> Given text
════

# RIP Bali Blaze Betta...I'm so sorry



## Bettanewbie60 (Jun 26, 2012)

Bali died at 4:37 today...I buried him in my yard. I tried to help him..still don't know what happened.


----------



## toad (Jul 17, 2012)

I'm so sorry :'( 

Swim in Peace, little fishy! You will be missed! <3


----------



## RedRaz (Sep 12, 2012)

I'm so sorry! You did all you could for him. I'm sure he knew that. (((hugs))) Sending you Healing energy and strength.


----------



## lelei (Apr 30, 2012)

Oh, I am soo sorry, He had a loving owner who cared very much about him~ S~I~P Bali ~Under the Rainbow Bridge~You will be misssed.


----------



## dramaqueen (Jul 7, 2008)

I'm so sorry about Bali. He will be missed very much.


----------



## Bettanewbie60 (Jun 26, 2012)

dramaqueen said:


> I'm so sorry about Bali. He will be missed very much.


Thanks DQ...I cried tonight when I looked at my signature...sigh.


----------



## CandiceMM (Jul 15, 2012)

I am very sorry for your loss, I know what a special guy he was to you. I enjoyed trying to help you find a name for him "Booty Boy" lol..... Again I just want to say that I know your a great Betta mommy and you did all you could for him. Stay strong!!!


----------



## aqua001 (Jan 13, 2012)

Awwww...S.I.P Bali, may you swim in the warm waters under the rainbow bridge forever!


----------



## Bettanewbie60 (Jun 26, 2012)

aqua001 said:


> Awwww...S.I.P Bali, may you swim in the warm waters under the rainbow bridge forever!


Thank you aqua...last week was a rough one..I lost Bali, and Bandit. We still aren't sure what happened in their shared tank, but it was really hard on me.


----------



## Perry the platypus (Aug 20, 2012)

I don't know what to say I'm shocked. I guess all I can say is I'm sorry. If I say anything more I might start yelled and never stop. You did all you can do for it. I'm so sorry.


----------



## Perry the platypus (Aug 20, 2012)

Bettanewbie60 said:


> Thanks DQ...I cried tonight when I looked at my signature...sigh.


I know how you feel...I lost 5 goldfish,a rottweiler,2 algae eaters,1 German shepherd,and 1 betta. I kept crying and never stopped.


----------

════

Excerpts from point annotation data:
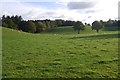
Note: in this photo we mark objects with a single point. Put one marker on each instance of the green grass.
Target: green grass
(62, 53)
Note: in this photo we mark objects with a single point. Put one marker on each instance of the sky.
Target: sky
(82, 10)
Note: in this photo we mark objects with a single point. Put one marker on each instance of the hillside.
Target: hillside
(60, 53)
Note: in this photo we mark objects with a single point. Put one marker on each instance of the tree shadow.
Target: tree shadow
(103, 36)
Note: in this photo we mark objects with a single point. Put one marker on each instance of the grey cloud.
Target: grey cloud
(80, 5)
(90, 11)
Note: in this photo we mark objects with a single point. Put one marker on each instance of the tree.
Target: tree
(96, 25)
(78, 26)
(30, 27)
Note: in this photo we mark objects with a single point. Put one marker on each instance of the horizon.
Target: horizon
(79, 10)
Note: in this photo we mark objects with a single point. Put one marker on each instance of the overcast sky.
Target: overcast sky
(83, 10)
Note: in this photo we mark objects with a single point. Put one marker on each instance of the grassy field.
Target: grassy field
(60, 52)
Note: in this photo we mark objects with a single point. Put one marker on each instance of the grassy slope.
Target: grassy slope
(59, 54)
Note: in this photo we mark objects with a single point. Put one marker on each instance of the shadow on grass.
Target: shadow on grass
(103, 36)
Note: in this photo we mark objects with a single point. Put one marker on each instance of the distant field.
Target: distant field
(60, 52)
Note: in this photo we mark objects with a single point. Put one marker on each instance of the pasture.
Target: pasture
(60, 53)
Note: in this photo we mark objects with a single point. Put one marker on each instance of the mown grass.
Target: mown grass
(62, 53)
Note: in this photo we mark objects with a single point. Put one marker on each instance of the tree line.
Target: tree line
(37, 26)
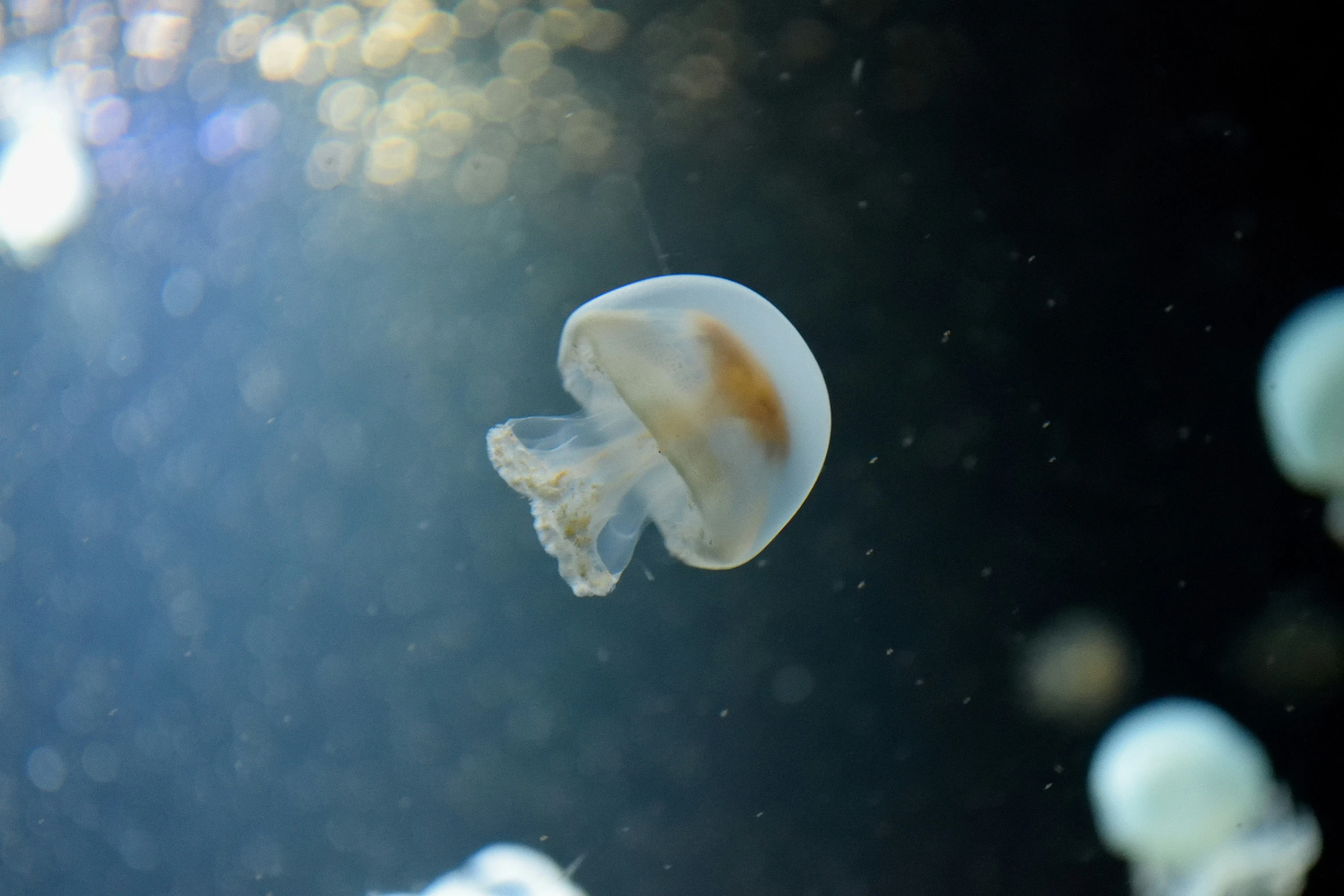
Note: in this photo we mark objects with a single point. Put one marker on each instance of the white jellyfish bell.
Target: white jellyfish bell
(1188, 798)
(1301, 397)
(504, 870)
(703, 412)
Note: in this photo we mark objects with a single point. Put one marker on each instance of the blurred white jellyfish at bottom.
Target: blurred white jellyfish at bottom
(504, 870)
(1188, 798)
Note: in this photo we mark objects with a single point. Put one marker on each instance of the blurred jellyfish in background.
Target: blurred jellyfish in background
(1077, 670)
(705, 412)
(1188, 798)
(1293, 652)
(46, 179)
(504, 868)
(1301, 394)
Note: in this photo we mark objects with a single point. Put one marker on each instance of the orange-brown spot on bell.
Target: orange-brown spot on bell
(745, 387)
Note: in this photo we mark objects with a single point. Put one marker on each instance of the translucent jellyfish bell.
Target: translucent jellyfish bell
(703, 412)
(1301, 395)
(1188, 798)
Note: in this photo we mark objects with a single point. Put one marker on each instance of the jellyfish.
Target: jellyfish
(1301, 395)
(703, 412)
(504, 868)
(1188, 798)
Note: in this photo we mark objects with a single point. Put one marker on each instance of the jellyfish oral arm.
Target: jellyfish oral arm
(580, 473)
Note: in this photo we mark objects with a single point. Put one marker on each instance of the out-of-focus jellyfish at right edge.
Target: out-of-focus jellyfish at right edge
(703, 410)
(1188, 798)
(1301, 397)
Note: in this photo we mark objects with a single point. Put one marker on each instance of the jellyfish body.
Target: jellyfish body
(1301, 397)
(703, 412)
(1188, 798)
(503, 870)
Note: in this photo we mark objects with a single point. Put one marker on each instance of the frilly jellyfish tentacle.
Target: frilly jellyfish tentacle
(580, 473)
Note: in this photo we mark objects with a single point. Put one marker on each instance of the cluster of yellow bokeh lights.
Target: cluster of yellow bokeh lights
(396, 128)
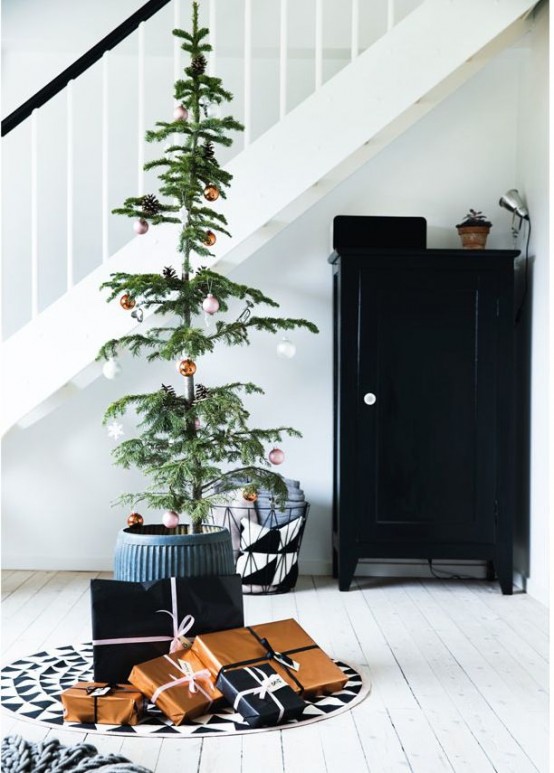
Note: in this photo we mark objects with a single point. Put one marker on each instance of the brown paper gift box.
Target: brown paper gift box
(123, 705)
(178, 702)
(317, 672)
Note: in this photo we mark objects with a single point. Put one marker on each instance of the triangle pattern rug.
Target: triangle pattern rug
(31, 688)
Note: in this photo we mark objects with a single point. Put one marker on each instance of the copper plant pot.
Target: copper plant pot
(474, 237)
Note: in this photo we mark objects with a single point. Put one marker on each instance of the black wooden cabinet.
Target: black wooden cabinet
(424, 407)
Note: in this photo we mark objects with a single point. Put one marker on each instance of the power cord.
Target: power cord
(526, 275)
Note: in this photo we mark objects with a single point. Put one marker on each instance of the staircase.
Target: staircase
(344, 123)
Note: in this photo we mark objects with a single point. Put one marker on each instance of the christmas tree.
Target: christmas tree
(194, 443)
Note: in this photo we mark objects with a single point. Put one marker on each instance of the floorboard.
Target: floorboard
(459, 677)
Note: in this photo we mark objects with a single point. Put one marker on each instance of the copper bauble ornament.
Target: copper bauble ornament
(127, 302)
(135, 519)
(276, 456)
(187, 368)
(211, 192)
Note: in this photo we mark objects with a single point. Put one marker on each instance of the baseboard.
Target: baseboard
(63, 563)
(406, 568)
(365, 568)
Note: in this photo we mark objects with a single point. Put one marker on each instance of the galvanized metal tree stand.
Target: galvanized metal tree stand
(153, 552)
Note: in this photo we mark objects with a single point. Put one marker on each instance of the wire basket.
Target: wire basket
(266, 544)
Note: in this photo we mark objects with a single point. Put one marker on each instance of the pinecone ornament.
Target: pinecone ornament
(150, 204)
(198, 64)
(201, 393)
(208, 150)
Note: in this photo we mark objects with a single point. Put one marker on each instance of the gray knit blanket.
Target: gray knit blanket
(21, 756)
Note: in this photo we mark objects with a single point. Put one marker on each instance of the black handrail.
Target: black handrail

════

> Requirements
A: Answer from the forum thread about Bali:
(i) At what time did Bali die, according to the opening post?
(ii) What other fish did Bettanewbie60 lose in the same week as Bali?
(iii) How many goldfish did Perry the platypus say they had lost?
B: Print the part of the forum thread about Bali starting at "Oh, I am soo" and ending at "(Jul 7, 2008)".
This material is unrelated to the forum thread about Bali.

> Task responses
A:
(i) 4:37
(ii) Bandit
(iii) 5

B:
Oh, I am soo sorry, He had a loving owner who cared very much about him~ S~I~P Bali ~Under the Rainbow Bridge~You will be misssed.


----------



## dramaqueen (Jul 7, 2008)